Testo –
★ ★ ★ ★ ★

L’inchiesta del giornale prende lo spunto su una rappresaglia che un ragazzino di 14 ani voleva sferrare contro dei coetanei fuori dalla loro scuola, finendo però bloccato dalla polizia che l’attendeva insieme coi genitori e insegnanti. Il motivo? Una storia di fumo, forse di piccolo spaccio. 

Racconta ancora il padre: “Ho bussato a tutte le porte per chiedere aiuto” ma inutile. “Pensiamo anche solo alle differenze culturali tra i nostri figli. Oppure pensiamo a Internet. Alla televisione ti mettono il bollino rosso se vagamente c’è una scena di sesso, poi sul web i ragazzi possono accedere a qualsiasi contenuto e non c’è filtro che tenga, perché loro sono avanti anni luce rispetto a te”.

★ ★ ★ ★ ★

Dati forniti –
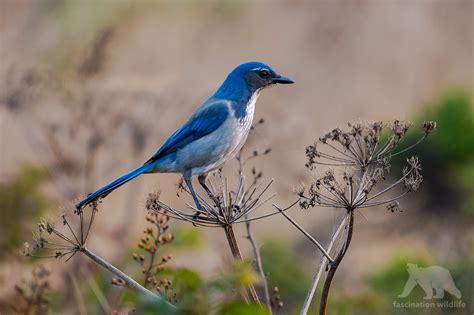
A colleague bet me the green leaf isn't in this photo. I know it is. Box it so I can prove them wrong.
[218,302,268,315]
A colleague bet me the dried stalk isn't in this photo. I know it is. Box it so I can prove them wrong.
[245,221,272,315]
[319,210,354,315]
[224,225,260,304]
[300,216,347,315]
[80,246,176,309]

★ ★ ★ ★ ★

Esercizi –
1) Secondo il testo, chi aspettava il ragazzino fuori dalla scuola insieme alla polizia?
2) Ricopia dal testo il brano a partire dalle parole "L’inchiesta del giornale" e fermati dopo le parole "di piccolo spaccio.".

Soluzioni –
1) I genitori e gli insegnanti.

2)
L’inchiesta del giornale prende lo spunto su una rappresaglia che un ragazzino di 14 ani voleva sferrare contro dei coetanei fuori dalla loro scuola, finendo però bloccato dalla polizia che l’attendeva insieme coi genitori e insegnanti. Il motivo? Una storia di fumo, forse di piccolo spaccio.